EXCERPT PROVIDED »
● ● ● ●

It is clear that reliable regional human intestinal permeability estimates are key for the successful prediction of drug absorption from the distal GI tract and to validate the approach presented herein. Due to the elevated cost of the clinical investigation of regional human P eff, the use of animal models and in vitro systems such as the Ussing chamber combined with excised human intestinal fragments can provide a reliable alternative for such estimates (3,60,65,66,74,75). In addition, one of the main goals of the Pan-European project Oral Biopharmaceutical Tools (OrBiTo), funded by the Innovative Medicines Initiative (IMI), is to provide the necessary information to improve our understanding of how orally administered drugs become absorbed from the GI tract and to generate better in vitro and in silico tools that allow a better prediction of their in vivo performance (http://www.orbitoproject.eu/objectives). Therefore, the aforementioned permeability investigations are part of the main goals of the project (76).

● ● ● ●

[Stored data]
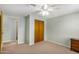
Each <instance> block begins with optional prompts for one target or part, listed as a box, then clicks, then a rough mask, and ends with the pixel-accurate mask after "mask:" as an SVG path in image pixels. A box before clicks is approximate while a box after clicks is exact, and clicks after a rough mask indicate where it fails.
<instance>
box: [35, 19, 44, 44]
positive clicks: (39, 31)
mask: <svg viewBox="0 0 79 59" xmlns="http://www.w3.org/2000/svg"><path fill="white" fill-rule="evenodd" d="M34 34H35V39H34V42H35V43H37V42H40V41H43V40H44V21H40V20H35V29H34Z"/></svg>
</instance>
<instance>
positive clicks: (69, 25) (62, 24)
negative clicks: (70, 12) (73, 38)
mask: <svg viewBox="0 0 79 59" xmlns="http://www.w3.org/2000/svg"><path fill="white" fill-rule="evenodd" d="M46 30H47V31H46V32H47V39H48V41H51V42H54V43H57V44H60V45H63V46H66V47H70V39H71V38H78V39H79V13H78V12H76V13H72V14H68V15H64V16H59V17H55V18H51V19H48V20H47V24H46Z"/></svg>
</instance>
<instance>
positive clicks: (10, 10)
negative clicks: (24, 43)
mask: <svg viewBox="0 0 79 59" xmlns="http://www.w3.org/2000/svg"><path fill="white" fill-rule="evenodd" d="M55 7H57V9H54V10H53V11H52V12H50V14H49V15H48V16H46V17H47V18H51V17H57V16H61V15H64V14H68V13H72V12H76V11H79V4H56V5H55ZM0 9H2V10H3V11H4V13H5V14H9V15H15V16H26V15H28V14H31V13H35V14H36V15H39V14H38V13H37V10H40V5H37V6H36V7H34V6H32V5H28V4H0Z"/></svg>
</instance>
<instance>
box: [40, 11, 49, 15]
mask: <svg viewBox="0 0 79 59" xmlns="http://www.w3.org/2000/svg"><path fill="white" fill-rule="evenodd" d="M40 14H42V16H47V15H49V12H48V11H41V12H40Z"/></svg>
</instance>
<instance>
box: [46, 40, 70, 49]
mask: <svg viewBox="0 0 79 59" xmlns="http://www.w3.org/2000/svg"><path fill="white" fill-rule="evenodd" d="M47 41H49V42H52V43H55V44H58V45H61V46H64V47H67V48H70V46H67V45H65V44H62V43H59V42H56V41H52V40H47Z"/></svg>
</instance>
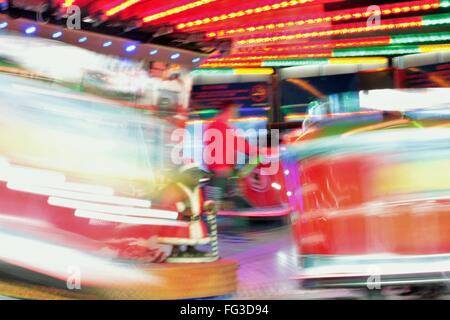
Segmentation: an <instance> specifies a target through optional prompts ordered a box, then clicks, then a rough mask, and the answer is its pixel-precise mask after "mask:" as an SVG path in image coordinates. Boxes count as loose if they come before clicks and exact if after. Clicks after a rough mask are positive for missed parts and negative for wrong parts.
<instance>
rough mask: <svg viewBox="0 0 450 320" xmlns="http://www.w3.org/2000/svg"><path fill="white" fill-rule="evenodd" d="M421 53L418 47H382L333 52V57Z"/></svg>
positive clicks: (343, 50) (371, 47)
mask: <svg viewBox="0 0 450 320" xmlns="http://www.w3.org/2000/svg"><path fill="white" fill-rule="evenodd" d="M413 53H420V48H419V47H418V46H408V45H404V46H380V47H361V48H349V49H335V50H333V57H362V56H374V55H386V56H388V55H402V54H413Z"/></svg>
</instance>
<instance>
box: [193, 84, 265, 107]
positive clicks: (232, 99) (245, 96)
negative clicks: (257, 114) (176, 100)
mask: <svg viewBox="0 0 450 320" xmlns="http://www.w3.org/2000/svg"><path fill="white" fill-rule="evenodd" d="M225 100H230V101H233V102H234V103H236V104H238V105H240V107H241V108H252V107H254V108H264V107H268V106H269V85H268V84H267V83H265V82H245V83H225V84H214V85H195V86H194V87H193V89H192V96H191V105H192V108H193V109H197V110H198V109H217V108H220V106H221V105H222V102H223V101H225Z"/></svg>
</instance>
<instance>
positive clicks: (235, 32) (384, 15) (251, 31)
mask: <svg viewBox="0 0 450 320" xmlns="http://www.w3.org/2000/svg"><path fill="white" fill-rule="evenodd" d="M440 3H441V1H440V0H420V1H411V2H402V3H396V4H386V5H380V6H379V10H373V11H372V10H368V8H366V7H363V8H356V9H350V10H344V11H339V13H335V12H326V13H321V14H317V15H309V16H303V17H300V18H295V19H292V18H291V19H280V20H276V21H271V22H270V23H267V24H259V25H255V24H244V25H241V26H239V28H231V29H220V30H215V31H210V32H208V33H207V35H208V36H209V37H218V38H224V37H227V38H228V37H235V36H241V35H243V34H246V33H262V32H273V31H274V30H279V29H283V30H285V29H286V28H296V27H297V28H298V27H304V26H308V25H314V24H321V23H333V22H341V21H348V20H353V19H361V18H368V17H370V16H375V15H377V16H391V15H399V14H405V13H410V12H421V11H429V10H435V9H439V8H440V6H441V4H440ZM180 29H181V28H180Z"/></svg>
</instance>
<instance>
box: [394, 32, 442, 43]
mask: <svg viewBox="0 0 450 320" xmlns="http://www.w3.org/2000/svg"><path fill="white" fill-rule="evenodd" d="M448 40H450V32H434V33H422V34H404V35H396V36H391V44H405V43H418V42H438V41H448Z"/></svg>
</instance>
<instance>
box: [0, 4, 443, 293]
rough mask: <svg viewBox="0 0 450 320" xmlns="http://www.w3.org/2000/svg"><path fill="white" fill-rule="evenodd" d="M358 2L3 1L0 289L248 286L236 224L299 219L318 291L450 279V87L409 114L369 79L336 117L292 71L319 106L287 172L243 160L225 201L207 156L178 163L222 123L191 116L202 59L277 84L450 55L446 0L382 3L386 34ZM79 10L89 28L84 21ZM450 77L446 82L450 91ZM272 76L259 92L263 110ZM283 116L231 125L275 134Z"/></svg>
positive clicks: (71, 289)
mask: <svg viewBox="0 0 450 320" xmlns="http://www.w3.org/2000/svg"><path fill="white" fill-rule="evenodd" d="M354 3H355V2H354V1H346V0H302V1H275V0H273V1H272V0H271V1H268V0H257V1H251V2H248V3H242V1H237V0H204V1H177V0H170V1H150V2H149V1H119V0H117V1H100V0H94V1H87V0H74V1H63V0H57V1H40V0H33V1H5V0H0V114H1V115H2V116H1V117H0V241H1V242H2V243H5V244H7V245H2V246H1V247H0V295H3V296H10V297H14V298H26V299H193V298H208V297H217V296H229V295H232V294H233V293H235V292H236V291H237V290H238V263H237V262H236V261H233V260H228V259H223V258H222V257H221V254H220V245H221V243H220V241H219V237H218V224H220V219H222V218H224V217H228V218H229V217H231V218H232V219H236V220H238V219H255V220H258V219H259V220H261V219H262V220H264V219H267V220H270V219H274V218H276V219H280V218H281V219H283V221H285V222H287V223H289V224H292V230H293V234H294V241H295V244H296V246H297V253H298V260H299V272H298V274H297V275H296V277H295V279H296V280H298V281H299V282H300V283H301V285H302V287H303V288H314V289H315V288H336V287H344V288H363V289H365V288H367V279H373V278H375V279H378V280H377V285H378V284H381V285H383V286H384V287H395V286H419V285H433V286H434V285H436V286H439V287H442V286H443V285H444V284H447V283H448V281H449V276H448V274H449V273H450V268H449V265H450V258H449V252H450V247H449V245H450V238H449V237H450V236H449V235H450V221H449V215H448V213H449V212H450V203H449V199H450V198H449V194H448V191H449V190H450V185H449V183H450V176H449V172H450V162H449V159H450V154H449V150H450V144H449V142H450V136H449V126H450V125H449V115H448V109H449V106H448V101H450V99H448V96H446V95H448V92H447V91H445V92H444V91H440V92H432V91H429V90H428V89H423V90H422V91H420V90H419V91H420V93H421V94H422V93H423V95H422V96H421V97H417V96H414V97H417V98H416V101H420V102H423V101H428V100H429V99H428V98H429V97H431V96H433V97H441V98H443V100H442V101H441V102H440V103H438V104H432V103H430V105H429V106H415V105H414V107H411V105H410V106H409V107H408V106H406V107H404V108H402V109H401V110H398V107H399V105H400V103H399V101H401V99H403V98H405V97H406V96H407V95H410V94H412V93H411V92H409V91H408V90H405V91H398V92H397V93H395V92H391V91H390V92H387V93H386V95H385V96H383V92H381V93H380V92H379V91H378V90H369V91H364V92H363V91H361V92H359V88H358V90H354V91H356V93H355V92H352V94H356V95H357V96H358V97H359V98H361V99H362V97H364V96H365V95H366V96H367V95H370V94H374V95H375V96H377V97H378V98H377V99H372V101H371V102H372V103H371V104H370V106H369V107H368V106H363V100H361V101H358V104H357V105H358V108H357V110H354V109H352V110H351V111H349V112H347V111H348V110H347V111H343V112H340V111H339V110H338V109H339V108H336V106H331V105H330V103H331V102H330V101H328V100H326V99H325V97H326V96H327V95H326V94H323V93H322V92H320V90H319V89H318V88H315V87H314V86H313V85H312V84H311V83H312V82H311V83H308V82H307V81H306V80H304V79H294V78H292V79H290V78H289V77H287V78H286V79H284V80H286V81H285V82H289V83H288V85H289V86H288V87H287V88H288V90H287V91H289V88H294V87H295V88H296V89H297V90H298V91H296V92H308V94H312V95H314V96H315V97H316V98H317V101H315V102H313V103H312V104H311V105H310V106H309V108H308V110H309V114H300V115H297V116H299V117H301V118H302V122H303V123H302V126H301V128H295V129H294V130H292V131H291V132H289V133H285V134H283V135H282V136H281V137H280V142H281V146H280V151H281V152H280V156H277V157H272V158H270V161H271V163H272V164H276V167H277V168H278V170H277V171H276V173H275V174H273V175H268V176H267V175H263V174H261V171H262V169H263V167H264V165H265V164H264V163H262V161H259V162H256V163H253V164H251V165H250V166H241V167H238V168H237V170H236V172H235V175H233V176H232V177H230V178H229V179H228V180H229V181H228V184H229V185H228V186H227V188H228V189H227V191H226V192H225V193H226V194H227V195H228V197H226V198H225V199H224V200H225V201H223V203H221V204H220V205H218V204H217V203H215V202H214V201H212V200H210V199H208V198H207V197H206V192H205V190H207V187H208V183H209V182H210V181H209V180H210V178H211V176H210V174H208V173H206V172H205V170H204V166H203V163H201V161H197V160H198V159H192V158H189V159H183V161H182V163H181V164H180V163H178V164H175V161H173V160H174V159H173V158H172V157H173V154H172V153H171V152H172V150H173V146H174V141H173V140H172V138H173V133H174V132H175V131H176V130H177V129H180V128H181V129H187V130H188V131H189V130H195V128H200V131H202V130H204V126H205V125H206V124H207V123H208V122H209V121H210V120H211V119H198V117H196V116H192V115H193V114H194V113H195V112H196V111H199V110H192V108H191V109H190V107H191V99H190V98H191V89H192V88H193V79H192V76H191V74H190V71H191V70H192V69H194V68H198V69H199V70H203V71H204V72H211V73H213V74H214V73H216V72H217V73H219V74H220V72H231V73H235V74H236V75H238V76H239V75H242V74H245V73H246V72H250V73H251V72H254V73H261V74H263V73H264V74H269V75H270V77H271V80H270V81H273V83H272V82H271V83H270V85H272V86H273V87H272V88H271V89H273V91H276V90H275V89H277V88H276V85H277V84H279V83H281V80H280V79H278V78H277V77H278V76H279V74H280V72H279V70H277V71H274V70H273V69H271V68H272V67H273V68H278V67H292V66H301V67H304V66H305V68H306V69H308V68H307V67H306V66H308V67H309V66H310V65H312V66H311V68H310V69H308V70H307V71H308V72H312V71H311V70H312V69H313V68H316V67H317V70H316V71H317V72H318V74H317V75H319V74H320V76H322V75H323V74H325V73H326V72H324V70H331V69H333V70H337V71H336V72H337V75H342V74H341V73H340V72H341V71H342V70H343V69H344V68H345V67H348V66H351V67H353V66H355V69H357V70H358V71H360V68H361V70H363V68H364V67H367V65H369V64H372V65H378V64H380V63H381V64H382V65H383V66H384V67H387V66H389V68H386V69H389V72H387V73H386V74H389V76H390V75H391V71H392V74H394V73H395V72H397V71H398V70H394V69H395V68H394V67H392V68H390V67H391V66H390V63H391V62H392V61H391V60H389V59H388V58H387V57H388V56H396V55H403V54H417V53H427V54H432V53H436V52H438V53H437V54H438V55H439V59H441V60H442V59H443V57H444V55H443V54H442V55H440V54H441V51H442V50H447V51H448V50H449V44H448V43H446V42H448V40H450V33H449V32H448V31H447V30H446V29H444V30H441V28H443V27H446V28H448V25H449V24H450V18H449V17H450V14H449V13H448V8H449V7H450V2H449V1H446V0H425V1H397V2H395V3H394V2H392V1H391V2H389V1H380V4H379V7H378V9H377V11H376V13H377V16H379V17H380V18H382V20H381V21H380V23H379V24H373V25H367V21H366V20H367V18H368V17H369V16H368V15H370V12H368V11H367V6H365V5H366V4H370V1H365V0H364V1H360V2H358V3H361V6H358V5H355V4H354ZM230 8H236V9H235V10H234V9H233V10H231V9H230ZM68 10H69V11H70V10H75V11H74V12H73V14H75V16H72V13H71V12H72V11H70V12H69V11H68ZM77 10H78V11H79V12H78V11H77ZM193 11H195V12H193ZM77 12H78V13H77ZM281 12H284V13H285V14H284V15H283V14H281ZM36 14H38V15H37V16H36ZM77 14H79V15H80V16H77ZM36 17H38V18H39V19H37V20H36V19H35V18H36ZM76 17H78V18H81V20H80V21H79V23H80V28H68V27H67V26H68V23H69V22H70V21H71V19H72V18H76ZM255 17H257V18H256V19H255ZM259 18H261V21H260V20H259ZM72 22H73V21H72ZM228 23H230V24H228ZM397 30H400V31H399V33H400V34H393V33H394V31H397ZM385 33H387V34H385ZM380 56H381V57H380ZM429 58H430V56H427V57H426V59H429ZM380 61H381V62H380ZM324 65H326V66H327V67H329V69H326V68H321V67H319V66H324ZM267 67H268V68H267ZM218 68H220V70H219V69H218ZM255 68H256V69H255ZM306 69H302V71H301V72H303V71H305V70H306ZM372 69H373V68H372ZM419 69H420V68H417V70H415V72H416V73H420V74H422V73H426V72H427V71H426V70H427V69H426V68H424V70H425V71H421V70H419ZM364 70H366V69H364ZM447 70H448V69H445V70H444V71H442V70H438V71H435V72H434V73H433V77H432V79H431V80H432V81H434V82H433V83H439V84H443V86H447V87H448V82H447V81H448V80H446V79H445V77H443V76H442V74H444V73H446V72H447V73H448V71H447ZM197 71H198V70H197ZM366 71H367V70H366ZM376 71H377V70H370V71H369V72H367V73H371V72H376ZM385 71H386V70H385ZM394 71H395V72H394ZM409 71H411V70H409ZM289 72H290V71H289V70H288V71H286V73H289ZM305 72H306V71H305ZM352 72H357V71H352ZM404 73H405V74H404V75H403V76H404V77H405V78H406V77H407V76H408V75H407V73H408V72H407V71H405V72H404ZM251 76H254V74H251ZM315 76H316V75H315ZM369 76H370V75H369ZM369 76H367V74H366V75H365V76H364V77H361V79H363V78H364V79H366V78H368V77H369ZM396 76H397V75H396ZM349 78H350V77H348V78H345V79H349ZM341 79H344V77H342V78H341ZM361 79H360V80H361ZM279 80H280V81H279ZM282 80H283V79H282ZM315 80H316V81H317V82H316V83H319V82H321V81H322V80H321V79H315ZM360 80H358V81H359V82H363V81H362V80H361V81H360ZM391 80H392V79H391ZM410 80H411V79H410ZM413 80H414V81H416V80H417V79H413ZM277 81H278V82H277ZM405 81H406V80H405ZM411 81H412V80H411ZM322 82H324V81H322ZM345 84H346V85H347V83H345ZM265 85H267V86H265ZM265 85H263V86H261V85H260V84H256V85H255V84H252V88H250V92H252V94H253V95H254V97H255V99H257V102H258V103H259V104H261V103H262V102H264V101H265V99H267V98H268V96H269V89H268V88H269V86H268V84H267V83H266V84H265ZM392 86H394V84H392ZM427 90H428V91H427ZM237 91H239V90H237ZM277 92H278V91H277ZM293 92H294V91H293V90H292V92H290V93H291V94H292V95H295V93H293ZM288 93H289V92H288ZM377 94H378V95H377ZM396 94H399V96H401V97H402V98H398V99H394V100H393V101H388V99H384V100H383V99H381V97H385V98H386V97H388V98H389V97H393V98H395V97H397V96H396ZM414 94H418V93H417V92H415V93H414ZM207 98H209V97H208V96H207ZM272 98H273V97H272ZM445 99H447V100H445ZM273 100H276V99H273ZM380 101H382V103H381V102H380ZM411 101H414V99H413V100H411ZM278 102H279V101H278ZM278 102H277V103H278ZM263 104H264V103H263ZM278 104H279V103H278ZM380 104H383V105H380ZM353 105H354V104H353V103H352V106H353ZM272 107H273V108H274V106H272V105H270V103H269V104H267V105H264V106H263V107H261V108H260V109H262V110H263V111H264V112H265V113H264V116H252V117H242V116H241V117H239V118H238V119H232V120H230V122H232V124H233V125H234V126H235V127H237V128H246V127H249V126H250V127H252V126H254V127H257V126H263V127H264V128H268V127H269V125H268V121H269V120H268V118H269V117H268V113H269V111H270V110H271V108H272ZM277 107H282V106H279V105H278V106H277ZM288 107H289V108H290V107H291V106H288ZM296 107H297V106H296ZM300 107H301V108H304V107H305V106H304V105H303V104H302V105H301V106H300ZM344 107H345V106H344ZM242 109H245V108H242ZM250 109H251V112H254V109H252V108H250ZM343 109H345V108H343ZM203 111H205V110H203ZM244 111H245V110H244ZM247 111H248V110H247ZM278 111H279V110H278ZM201 112H202V111H200V112H199V113H201ZM273 120H274V119H271V120H270V121H272V122H273ZM303 120H304V121H303ZM277 143H278V141H277ZM197 147H198V145H196V142H195V141H194V142H193V143H192V144H191V145H190V146H188V147H186V150H187V149H188V148H197ZM224 219H226V218H224ZM259 220H258V221H259ZM252 221H253V220H252Z"/></svg>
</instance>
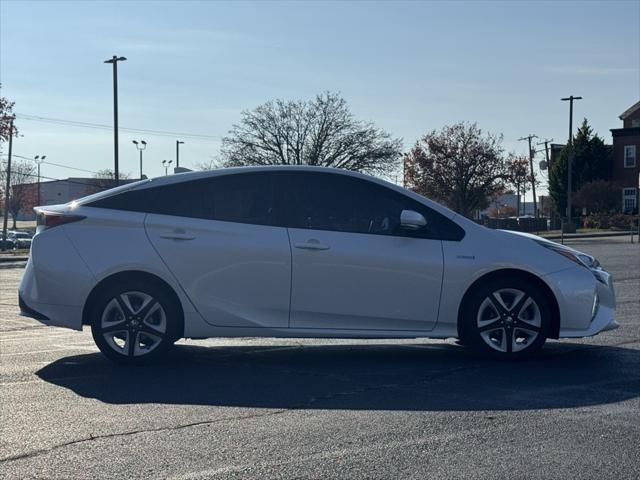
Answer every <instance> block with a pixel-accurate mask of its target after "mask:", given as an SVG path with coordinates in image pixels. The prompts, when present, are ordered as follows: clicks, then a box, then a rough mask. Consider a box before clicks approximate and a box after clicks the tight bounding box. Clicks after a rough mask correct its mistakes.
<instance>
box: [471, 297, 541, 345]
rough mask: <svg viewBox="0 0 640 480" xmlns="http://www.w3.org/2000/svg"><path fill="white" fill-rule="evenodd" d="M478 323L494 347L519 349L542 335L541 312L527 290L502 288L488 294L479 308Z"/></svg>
mask: <svg viewBox="0 0 640 480" xmlns="http://www.w3.org/2000/svg"><path fill="white" fill-rule="evenodd" d="M476 325H477V327H478V331H479V333H480V338H482V340H483V341H484V342H485V343H486V344H487V345H489V346H490V347H491V348H493V349H494V350H497V351H499V352H505V353H511V352H519V351H522V350H524V349H526V348H527V347H529V346H530V345H531V344H533V343H534V342H535V340H536V339H537V338H538V336H539V335H540V329H541V327H542V315H541V313H540V307H539V306H538V304H537V303H536V301H535V300H534V299H533V298H532V297H531V296H530V295H529V294H527V293H526V292H523V291H522V290H517V289H514V288H503V289H500V290H496V291H495V292H493V293H491V294H490V295H488V296H487V297H486V298H485V299H484V300H483V301H482V303H481V304H480V308H478V316H477V319H476Z"/></svg>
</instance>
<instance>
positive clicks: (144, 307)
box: [100, 292, 167, 357]
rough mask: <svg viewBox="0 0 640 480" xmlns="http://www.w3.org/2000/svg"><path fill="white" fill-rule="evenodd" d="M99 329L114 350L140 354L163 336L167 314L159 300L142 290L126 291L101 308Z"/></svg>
mask: <svg viewBox="0 0 640 480" xmlns="http://www.w3.org/2000/svg"><path fill="white" fill-rule="evenodd" d="M100 327H101V333H102V336H103V337H104V339H105V341H106V342H107V344H108V345H109V347H111V348H112V349H113V350H114V351H116V352H118V353H120V354H121V355H126V356H128V357H141V356H143V355H147V354H148V353H150V352H152V351H153V350H155V349H156V348H158V347H159V346H160V345H161V344H162V342H163V341H164V339H165V336H166V332H167V317H166V314H165V311H164V308H162V305H161V304H160V302H158V301H157V300H156V299H155V298H154V297H152V296H151V295H149V294H146V293H143V292H125V293H121V294H119V295H118V296H116V297H114V298H112V299H111V300H110V301H109V302H108V303H107V306H106V307H105V309H104V311H103V312H102V317H101V319H100Z"/></svg>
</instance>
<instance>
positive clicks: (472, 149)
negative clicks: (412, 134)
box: [404, 123, 507, 217]
mask: <svg viewBox="0 0 640 480" xmlns="http://www.w3.org/2000/svg"><path fill="white" fill-rule="evenodd" d="M501 144H502V135H494V134H491V133H484V132H483V131H482V130H481V129H480V128H478V126H477V124H475V123H472V124H469V123H457V124H455V125H451V126H446V127H444V128H443V129H442V130H440V131H439V132H438V131H435V130H433V131H432V132H430V133H427V134H426V135H425V136H424V137H422V139H421V140H420V141H418V142H416V144H415V146H414V147H413V148H412V149H411V151H410V152H409V153H407V154H406V155H405V159H404V160H405V184H406V186H407V187H408V188H411V189H412V190H414V191H416V192H418V193H420V194H422V195H425V196H428V197H431V198H433V199H434V200H438V201H440V202H442V203H444V204H445V205H447V206H449V207H450V208H451V209H453V210H455V211H456V212H458V213H460V214H462V215H464V216H467V217H471V216H472V215H473V213H474V211H476V210H480V209H483V208H485V207H487V206H488V204H489V201H490V199H491V198H492V197H494V196H495V195H496V194H498V193H499V192H501V191H502V189H503V188H504V179H505V178H506V177H507V173H506V168H505V161H504V157H503V150H502V146H501Z"/></svg>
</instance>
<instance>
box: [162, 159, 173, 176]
mask: <svg viewBox="0 0 640 480" xmlns="http://www.w3.org/2000/svg"><path fill="white" fill-rule="evenodd" d="M172 163H173V160H163V161H162V166H163V167H164V176H165V177H166V176H167V175H169V167H170V166H171V164H172Z"/></svg>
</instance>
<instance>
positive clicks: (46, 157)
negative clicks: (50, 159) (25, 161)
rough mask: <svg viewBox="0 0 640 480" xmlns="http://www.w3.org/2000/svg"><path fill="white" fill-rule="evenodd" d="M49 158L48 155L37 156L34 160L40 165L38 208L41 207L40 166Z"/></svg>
mask: <svg viewBox="0 0 640 480" xmlns="http://www.w3.org/2000/svg"><path fill="white" fill-rule="evenodd" d="M45 158H47V156H46V155H36V156H35V157H33V160H34V161H35V162H36V163H37V164H38V206H40V164H41V163H42V162H44V159H45Z"/></svg>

● ● ● ●

REQUIRED ACTION »
Extend the passage on regional human intestinal permeability, picking up after its final sentence. The data shown here was drawn from a separate source.

RESPONSE TO THE TASK »
One of the major drawbacks of the newly proposed approach is its dependence on human jejunal in vivo P eff values for the prediction of regional intestinal absorption. Those jejunal P eff values are currently limited to only 30 drugs (35). Therefore, its application to drugs not listed in the current datasets depends on the availability of in vivo, in vitro or in silico methods for the prediction of jejunal P eff (59,60,7782). Due to the use of P eff for this study, regional differences in the transport mechanisms of the drugs involved herein were not explicitly considered (e.g. UWL permeation, carrier-mediated transport, paracellular permeability). Instead, their impact was implicitly accounted for by the use of P eff to derive P eff,int. The latter might limit the application of this approach when such mechanisms are required to be explicitly accounted for the estimation of the overall rate and extent of drug absorption. However, the development of a fully mechanistic model to describe regional intestinal permeability was beyond the scope of this work.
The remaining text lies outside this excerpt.